Exercise prompt | Locate each line in the listing below that contains the string "wall" and copy those lines out in full.
>> BEGIN Data in this exercise
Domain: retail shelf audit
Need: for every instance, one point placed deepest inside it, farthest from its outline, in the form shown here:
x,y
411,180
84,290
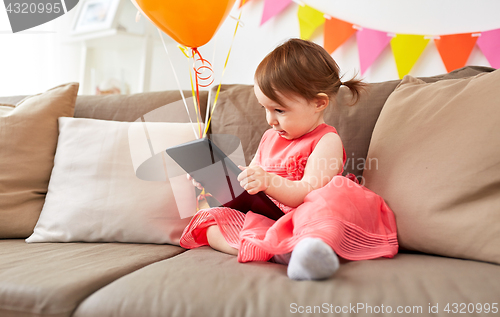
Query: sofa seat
x,y
51,279
204,282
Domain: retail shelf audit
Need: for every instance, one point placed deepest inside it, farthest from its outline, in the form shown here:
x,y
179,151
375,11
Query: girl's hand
x,y
195,183
253,179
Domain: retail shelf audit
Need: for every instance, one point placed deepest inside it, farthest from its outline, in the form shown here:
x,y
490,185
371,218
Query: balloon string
x,y
223,71
179,86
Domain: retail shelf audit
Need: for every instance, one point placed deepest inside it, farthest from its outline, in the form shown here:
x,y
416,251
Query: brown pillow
x,y
131,107
434,157
28,138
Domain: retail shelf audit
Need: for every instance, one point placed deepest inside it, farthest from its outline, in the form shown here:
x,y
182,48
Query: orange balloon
x,y
191,23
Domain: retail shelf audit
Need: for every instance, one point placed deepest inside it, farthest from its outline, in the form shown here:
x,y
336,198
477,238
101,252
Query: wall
x,y
38,59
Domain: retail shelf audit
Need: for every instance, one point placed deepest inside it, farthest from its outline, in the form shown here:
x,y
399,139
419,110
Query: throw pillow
x,y
28,139
434,158
94,194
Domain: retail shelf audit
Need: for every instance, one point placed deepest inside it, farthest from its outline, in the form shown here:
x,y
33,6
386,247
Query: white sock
x,y
312,259
282,258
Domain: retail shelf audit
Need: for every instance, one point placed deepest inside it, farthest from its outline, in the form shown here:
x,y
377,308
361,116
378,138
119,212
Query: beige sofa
x,y
131,279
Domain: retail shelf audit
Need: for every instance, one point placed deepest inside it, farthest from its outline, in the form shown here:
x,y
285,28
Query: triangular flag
x,y
272,8
309,20
489,43
336,33
407,48
242,2
455,49
370,44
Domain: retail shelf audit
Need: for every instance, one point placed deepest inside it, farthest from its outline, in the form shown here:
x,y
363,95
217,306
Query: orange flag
x,y
455,49
336,33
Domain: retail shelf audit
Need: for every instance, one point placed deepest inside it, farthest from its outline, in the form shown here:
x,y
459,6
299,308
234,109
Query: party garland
x,y
454,49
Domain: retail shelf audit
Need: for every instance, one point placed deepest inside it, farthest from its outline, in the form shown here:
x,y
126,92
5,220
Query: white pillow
x,y
94,194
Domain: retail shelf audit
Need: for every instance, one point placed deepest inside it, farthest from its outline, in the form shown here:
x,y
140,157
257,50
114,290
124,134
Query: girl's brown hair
x,y
304,68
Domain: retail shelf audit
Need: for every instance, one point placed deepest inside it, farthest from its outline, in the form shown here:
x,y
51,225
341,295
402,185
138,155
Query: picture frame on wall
x,y
95,15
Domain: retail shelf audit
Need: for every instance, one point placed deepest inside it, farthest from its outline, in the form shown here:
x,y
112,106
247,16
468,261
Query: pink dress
x,y
350,218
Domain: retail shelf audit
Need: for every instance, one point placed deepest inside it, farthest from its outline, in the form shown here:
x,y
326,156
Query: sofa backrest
x,y
239,113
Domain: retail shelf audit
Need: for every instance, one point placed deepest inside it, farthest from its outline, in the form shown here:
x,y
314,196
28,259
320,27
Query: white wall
x,y
37,59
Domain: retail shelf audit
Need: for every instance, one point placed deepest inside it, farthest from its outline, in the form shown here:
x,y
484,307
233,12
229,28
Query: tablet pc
x,y
218,174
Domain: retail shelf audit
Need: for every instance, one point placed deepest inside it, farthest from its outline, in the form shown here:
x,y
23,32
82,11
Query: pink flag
x,y
272,8
489,43
370,44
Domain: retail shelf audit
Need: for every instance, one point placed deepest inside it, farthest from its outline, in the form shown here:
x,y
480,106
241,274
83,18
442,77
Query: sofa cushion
x,y
239,113
436,162
51,279
28,139
204,282
94,194
131,107
11,100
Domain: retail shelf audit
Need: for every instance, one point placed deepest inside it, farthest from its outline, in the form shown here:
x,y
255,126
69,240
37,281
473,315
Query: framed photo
x,y
95,15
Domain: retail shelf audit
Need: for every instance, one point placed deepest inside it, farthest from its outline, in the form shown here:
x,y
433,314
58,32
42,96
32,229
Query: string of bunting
x,y
454,49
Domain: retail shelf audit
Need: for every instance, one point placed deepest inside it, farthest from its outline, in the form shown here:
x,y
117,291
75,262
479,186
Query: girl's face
x,y
296,118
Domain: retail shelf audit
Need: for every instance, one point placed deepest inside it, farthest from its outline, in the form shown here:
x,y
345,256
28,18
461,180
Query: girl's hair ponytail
x,y
356,87
303,68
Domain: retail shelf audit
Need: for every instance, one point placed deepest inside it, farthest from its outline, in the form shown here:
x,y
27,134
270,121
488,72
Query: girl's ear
x,y
321,101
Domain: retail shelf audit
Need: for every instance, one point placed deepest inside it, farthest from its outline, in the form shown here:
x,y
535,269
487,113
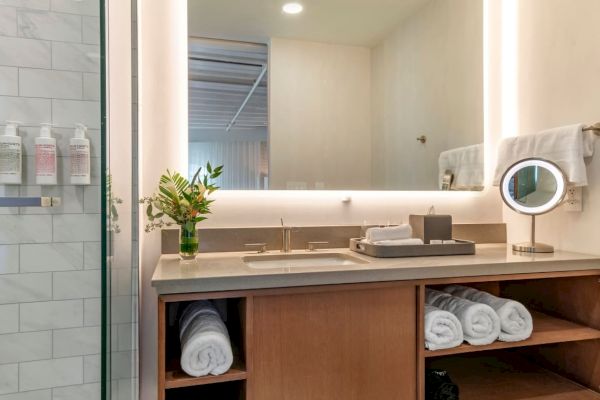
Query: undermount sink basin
x,y
301,260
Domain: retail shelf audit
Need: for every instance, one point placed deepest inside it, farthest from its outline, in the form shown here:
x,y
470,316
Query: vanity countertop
x,y
226,271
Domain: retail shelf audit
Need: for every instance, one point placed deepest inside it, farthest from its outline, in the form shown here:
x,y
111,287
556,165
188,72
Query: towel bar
x,y
29,201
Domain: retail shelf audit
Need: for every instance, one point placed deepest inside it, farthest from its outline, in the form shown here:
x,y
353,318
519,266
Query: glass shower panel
x,y
121,250
51,263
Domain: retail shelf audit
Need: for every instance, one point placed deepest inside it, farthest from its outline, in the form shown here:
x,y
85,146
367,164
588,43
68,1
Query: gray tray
x,y
461,247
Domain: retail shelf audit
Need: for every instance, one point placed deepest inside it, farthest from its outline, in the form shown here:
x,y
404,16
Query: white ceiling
x,y
350,22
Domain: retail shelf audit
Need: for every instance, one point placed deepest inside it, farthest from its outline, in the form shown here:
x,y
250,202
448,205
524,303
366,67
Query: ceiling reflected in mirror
x,y
338,95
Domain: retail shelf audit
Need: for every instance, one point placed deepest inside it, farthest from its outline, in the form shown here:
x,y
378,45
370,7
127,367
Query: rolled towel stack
x,y
516,323
480,323
205,344
442,329
400,235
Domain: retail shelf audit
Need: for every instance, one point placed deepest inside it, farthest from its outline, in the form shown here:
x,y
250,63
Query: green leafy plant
x,y
185,203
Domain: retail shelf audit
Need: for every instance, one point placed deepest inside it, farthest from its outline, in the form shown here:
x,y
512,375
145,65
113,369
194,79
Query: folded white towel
x,y
516,323
205,345
566,146
400,242
442,329
467,166
389,233
480,322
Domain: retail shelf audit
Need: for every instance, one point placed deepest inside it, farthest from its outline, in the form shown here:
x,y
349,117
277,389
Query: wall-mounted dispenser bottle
x,y
79,148
45,157
11,155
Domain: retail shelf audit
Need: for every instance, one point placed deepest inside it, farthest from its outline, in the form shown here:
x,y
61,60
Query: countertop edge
x,y
278,280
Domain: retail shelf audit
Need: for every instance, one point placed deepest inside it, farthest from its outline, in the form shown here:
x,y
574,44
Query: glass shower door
x,y
68,280
51,265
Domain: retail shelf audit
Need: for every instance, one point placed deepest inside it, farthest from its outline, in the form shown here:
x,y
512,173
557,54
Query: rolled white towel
x,y
389,233
480,322
442,329
516,323
205,344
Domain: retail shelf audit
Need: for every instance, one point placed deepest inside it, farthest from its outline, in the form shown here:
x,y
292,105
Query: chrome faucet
x,y
286,238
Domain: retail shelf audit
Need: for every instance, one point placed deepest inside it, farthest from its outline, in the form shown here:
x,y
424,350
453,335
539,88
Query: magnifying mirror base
x,y
533,248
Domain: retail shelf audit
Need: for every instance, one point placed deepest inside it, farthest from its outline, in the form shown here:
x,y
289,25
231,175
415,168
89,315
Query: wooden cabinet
x,y
366,341
347,345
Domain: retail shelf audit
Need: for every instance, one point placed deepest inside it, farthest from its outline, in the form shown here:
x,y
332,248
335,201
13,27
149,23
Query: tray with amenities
x,y
455,248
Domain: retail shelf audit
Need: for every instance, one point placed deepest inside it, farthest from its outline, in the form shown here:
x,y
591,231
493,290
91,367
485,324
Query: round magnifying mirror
x,y
533,187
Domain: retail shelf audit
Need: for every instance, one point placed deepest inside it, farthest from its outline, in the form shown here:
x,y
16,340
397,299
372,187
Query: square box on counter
x,y
431,227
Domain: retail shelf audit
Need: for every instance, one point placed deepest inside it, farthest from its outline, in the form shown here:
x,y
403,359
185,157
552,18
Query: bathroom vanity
x,y
355,331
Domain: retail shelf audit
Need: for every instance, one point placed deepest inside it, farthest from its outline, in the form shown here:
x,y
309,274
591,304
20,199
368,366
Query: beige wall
x,y
162,35
320,115
427,79
559,69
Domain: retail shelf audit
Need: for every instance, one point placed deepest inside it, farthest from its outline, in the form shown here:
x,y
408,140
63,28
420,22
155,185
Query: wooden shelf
x,y
500,377
176,378
546,330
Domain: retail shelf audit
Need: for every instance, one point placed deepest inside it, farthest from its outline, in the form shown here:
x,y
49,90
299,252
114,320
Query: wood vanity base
x,y
365,341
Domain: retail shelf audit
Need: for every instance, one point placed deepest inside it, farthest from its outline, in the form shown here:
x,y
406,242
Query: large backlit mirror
x,y
337,94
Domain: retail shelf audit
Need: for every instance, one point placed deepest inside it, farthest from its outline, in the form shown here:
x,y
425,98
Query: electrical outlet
x,y
574,199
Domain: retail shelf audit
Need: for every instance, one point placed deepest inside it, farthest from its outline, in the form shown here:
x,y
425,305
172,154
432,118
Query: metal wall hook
x,y
29,202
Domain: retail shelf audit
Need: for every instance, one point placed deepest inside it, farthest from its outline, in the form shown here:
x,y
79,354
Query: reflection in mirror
x,y
533,186
345,95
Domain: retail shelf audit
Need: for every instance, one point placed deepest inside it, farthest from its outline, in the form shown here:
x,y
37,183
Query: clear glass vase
x,y
188,241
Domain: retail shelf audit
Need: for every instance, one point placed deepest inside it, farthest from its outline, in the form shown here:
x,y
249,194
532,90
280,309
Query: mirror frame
x,y
555,201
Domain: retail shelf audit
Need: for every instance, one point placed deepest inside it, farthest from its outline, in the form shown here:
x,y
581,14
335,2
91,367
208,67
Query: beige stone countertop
x,y
227,271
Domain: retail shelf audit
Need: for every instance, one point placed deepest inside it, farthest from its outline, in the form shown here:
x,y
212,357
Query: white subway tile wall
x,y
50,257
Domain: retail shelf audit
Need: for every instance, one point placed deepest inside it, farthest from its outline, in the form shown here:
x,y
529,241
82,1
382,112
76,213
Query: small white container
x,y
79,148
11,155
45,157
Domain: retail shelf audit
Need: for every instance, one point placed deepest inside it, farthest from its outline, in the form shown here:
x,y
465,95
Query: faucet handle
x,y
310,246
262,247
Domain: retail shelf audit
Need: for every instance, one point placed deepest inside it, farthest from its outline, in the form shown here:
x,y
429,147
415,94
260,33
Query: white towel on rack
x,y
205,344
389,233
480,323
467,166
516,323
566,146
442,329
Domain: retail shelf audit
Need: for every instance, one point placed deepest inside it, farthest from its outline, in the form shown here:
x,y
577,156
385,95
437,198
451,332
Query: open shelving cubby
x,y
551,364
173,381
547,330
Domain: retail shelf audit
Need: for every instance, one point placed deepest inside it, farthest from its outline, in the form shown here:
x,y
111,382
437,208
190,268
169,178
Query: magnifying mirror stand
x,y
533,246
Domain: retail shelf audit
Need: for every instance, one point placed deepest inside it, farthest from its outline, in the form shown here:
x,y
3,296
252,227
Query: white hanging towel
x,y
467,166
566,146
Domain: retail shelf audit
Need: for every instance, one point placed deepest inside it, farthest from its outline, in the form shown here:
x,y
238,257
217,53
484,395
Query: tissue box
x,y
431,227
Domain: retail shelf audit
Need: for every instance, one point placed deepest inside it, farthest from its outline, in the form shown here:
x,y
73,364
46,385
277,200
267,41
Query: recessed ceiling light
x,y
292,8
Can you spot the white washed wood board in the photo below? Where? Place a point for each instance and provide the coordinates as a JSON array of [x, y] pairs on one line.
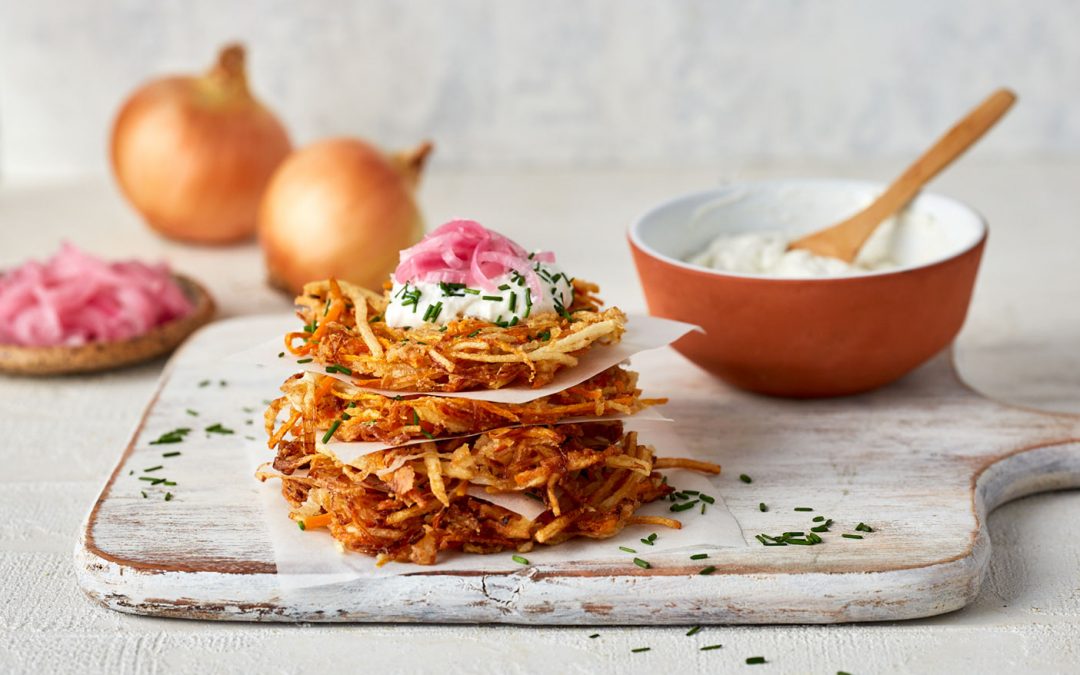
>> END Data in this exercise
Correct output |
Query: wall
Query: picture frame on wall
Query: white wall
Query: wall-mounted dispenser bottle
Query: beige wall
Query: metal wall hook
Query: white subway tile wall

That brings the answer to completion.